Task requirements :: Leaving out every line that comes before the one containing "Target: plowed field", output the rest of the records exactly, the final line included.
◇ ◇ ◇ ◇ ◇
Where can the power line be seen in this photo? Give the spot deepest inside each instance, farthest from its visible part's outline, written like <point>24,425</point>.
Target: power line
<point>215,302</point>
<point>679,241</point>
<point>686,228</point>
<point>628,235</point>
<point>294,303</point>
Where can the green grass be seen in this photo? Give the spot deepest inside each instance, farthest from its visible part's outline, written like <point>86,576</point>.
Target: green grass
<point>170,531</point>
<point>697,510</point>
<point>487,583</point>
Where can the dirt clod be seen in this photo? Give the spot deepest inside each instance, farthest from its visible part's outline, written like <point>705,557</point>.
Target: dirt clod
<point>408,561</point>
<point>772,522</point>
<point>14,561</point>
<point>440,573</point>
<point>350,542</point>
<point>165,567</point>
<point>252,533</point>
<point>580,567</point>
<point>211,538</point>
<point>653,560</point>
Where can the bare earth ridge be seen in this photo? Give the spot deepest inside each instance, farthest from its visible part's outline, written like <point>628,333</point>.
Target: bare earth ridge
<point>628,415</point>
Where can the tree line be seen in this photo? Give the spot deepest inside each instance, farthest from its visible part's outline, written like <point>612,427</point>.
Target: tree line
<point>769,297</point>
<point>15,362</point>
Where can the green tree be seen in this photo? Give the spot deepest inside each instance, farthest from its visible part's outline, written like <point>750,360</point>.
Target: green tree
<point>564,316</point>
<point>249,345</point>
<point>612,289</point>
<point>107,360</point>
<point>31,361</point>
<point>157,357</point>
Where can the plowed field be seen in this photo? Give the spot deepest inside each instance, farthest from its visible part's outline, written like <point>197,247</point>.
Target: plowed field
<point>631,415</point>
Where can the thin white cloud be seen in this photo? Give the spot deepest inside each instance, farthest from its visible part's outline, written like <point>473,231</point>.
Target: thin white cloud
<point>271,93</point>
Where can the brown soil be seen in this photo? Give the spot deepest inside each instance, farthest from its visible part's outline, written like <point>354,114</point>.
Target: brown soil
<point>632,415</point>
◇ ◇ ◇ ◇ ◇
Written response ::
Target: plowed field
<point>631,415</point>
Where can the thin white cloud be seen in this photo? Give the spot deepest inside each instance, farthest from its visible part's outline, written like <point>473,231</point>.
Target: thin white cloud
<point>271,93</point>
Where can the brown soil be seen in this photo? Give the spot deepest inside each instance, farthest from its visible part's outline, written like <point>354,114</point>.
Target: brown soil
<point>632,415</point>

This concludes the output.